··· SUPPLIED INFORMATION

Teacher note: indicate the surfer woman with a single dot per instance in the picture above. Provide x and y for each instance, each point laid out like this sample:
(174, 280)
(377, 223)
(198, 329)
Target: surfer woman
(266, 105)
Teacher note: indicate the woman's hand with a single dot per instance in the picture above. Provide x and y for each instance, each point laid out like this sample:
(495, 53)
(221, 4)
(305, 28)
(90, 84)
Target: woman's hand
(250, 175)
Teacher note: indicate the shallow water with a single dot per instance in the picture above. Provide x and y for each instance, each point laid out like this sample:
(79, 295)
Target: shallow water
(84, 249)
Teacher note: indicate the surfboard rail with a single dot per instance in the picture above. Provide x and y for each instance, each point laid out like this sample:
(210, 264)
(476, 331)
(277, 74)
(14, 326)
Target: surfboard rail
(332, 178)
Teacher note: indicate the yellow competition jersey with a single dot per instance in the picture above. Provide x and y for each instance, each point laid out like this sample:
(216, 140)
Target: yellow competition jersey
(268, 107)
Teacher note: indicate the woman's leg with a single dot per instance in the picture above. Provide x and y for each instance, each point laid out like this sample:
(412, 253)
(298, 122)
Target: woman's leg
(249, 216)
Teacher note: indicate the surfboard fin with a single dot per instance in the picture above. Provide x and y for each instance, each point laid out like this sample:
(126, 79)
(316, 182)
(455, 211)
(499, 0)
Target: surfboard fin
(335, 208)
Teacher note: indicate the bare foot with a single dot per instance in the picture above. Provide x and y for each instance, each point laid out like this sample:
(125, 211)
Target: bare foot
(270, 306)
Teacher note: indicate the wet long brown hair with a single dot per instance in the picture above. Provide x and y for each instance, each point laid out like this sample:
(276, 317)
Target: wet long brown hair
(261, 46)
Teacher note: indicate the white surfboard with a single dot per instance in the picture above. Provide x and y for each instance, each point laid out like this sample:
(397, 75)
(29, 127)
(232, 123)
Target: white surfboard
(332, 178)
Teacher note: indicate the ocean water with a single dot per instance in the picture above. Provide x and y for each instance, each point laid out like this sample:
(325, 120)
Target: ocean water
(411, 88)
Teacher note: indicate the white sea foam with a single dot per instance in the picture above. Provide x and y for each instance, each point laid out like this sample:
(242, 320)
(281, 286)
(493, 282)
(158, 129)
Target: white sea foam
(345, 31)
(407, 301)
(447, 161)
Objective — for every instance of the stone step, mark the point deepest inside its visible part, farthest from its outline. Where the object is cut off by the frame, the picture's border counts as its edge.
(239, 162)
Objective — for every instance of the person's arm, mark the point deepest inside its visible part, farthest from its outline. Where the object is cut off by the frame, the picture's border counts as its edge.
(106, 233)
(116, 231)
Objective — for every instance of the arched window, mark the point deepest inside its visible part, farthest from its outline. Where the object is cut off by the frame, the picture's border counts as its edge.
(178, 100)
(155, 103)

······

When you respond, give the whole listing again exactly as written.

Teacher note: indicate the surfer woman with a single dot per instance in the picture above. Provide x and y for each instance, each point laid out like this sample:
(174, 280)
(377, 223)
(198, 329)
Target: surfer woman
(266, 105)
Teacher note: indicate the woman's hand with a single dot per instance in the picture above. Provide x and y for each instance, each point laid out like this sample:
(495, 53)
(221, 4)
(305, 28)
(90, 84)
Target: woman's hand
(250, 175)
Teacher note: indicate the shallow water with a single dot per instance in the picture above. Provide x and y for each instance, each point laid out like this sample:
(79, 295)
Target: shallow water
(84, 249)
Teacher note: indicate the surfboard rail with a single dot per instance in the picture above. Provide x and y for each instance, each point laid out like this sample:
(210, 264)
(476, 331)
(277, 74)
(14, 326)
Target: surfboard rail
(332, 178)
Teacher note: indicate the yellow competition jersey with a single dot per instance in the picture above. Provide x and y for each instance, each point laid out like this sample:
(216, 140)
Target: yellow competition jersey
(268, 107)
Teacher note: indicate the woman's leg with a single dot per instance in the picture above. Provide x and y for each instance, each point laid out like this sample:
(412, 253)
(298, 122)
Target: woman's leg
(249, 216)
Teacher note: indicate the surfboard fin with a single dot per instance in the picture above. Provide x and y for each instance, each point laid out like this sample:
(126, 79)
(316, 182)
(455, 211)
(499, 0)
Target: surfboard fin
(335, 208)
Teacher note: indicate the bare foot with a single dot per instance in the picture above. Provide x and y for each instance, each point laid out like this sample:
(125, 211)
Target: bare foot
(270, 306)
Teacher note: indicate the wet long brown hair with a single dot per instance in the picture above. Provide x and y for each instance, each point laid out like this sample:
(276, 317)
Target: wet long brown hair
(261, 46)
Teacher note: indicate the white surfboard with a single dot per instance in the picture above. Provide x and y for each instance, each point laid out like this sample:
(397, 75)
(29, 127)
(232, 123)
Target: white surfboard
(332, 178)
Teacher note: indicate the ocean water with a single dot per instance in the picture above. Provide x and y for each instance, each point laid out like this sample:
(325, 120)
Target: ocean water
(411, 88)
Teacher note: indicate the white sea foam with a single dot per instance in the picture above. Provide x and y for each instance, each point laid out like this sample:
(242, 320)
(281, 286)
(493, 282)
(158, 129)
Target: white sea foam
(345, 31)
(407, 301)
(447, 161)
Objective — for every instance of the stone step, mark the point deepest inside its visible part, farthest from its outline. Where the object is cut off by the frame, the picture's border counts as its edge.
(239, 162)
Objective — for every instance of the person's arm, mark the point deepest inside its visible part, farthest from its outline. Where the object is cut off by the frame, the picture's border counts as its edge.
(106, 233)
(116, 231)
Objective — for every instance of the arched window, mark the point deepest inside its visible part, farthest from its outline. Where the object is cut off by the frame, the picture's border counts as its edge.
(178, 100)
(155, 103)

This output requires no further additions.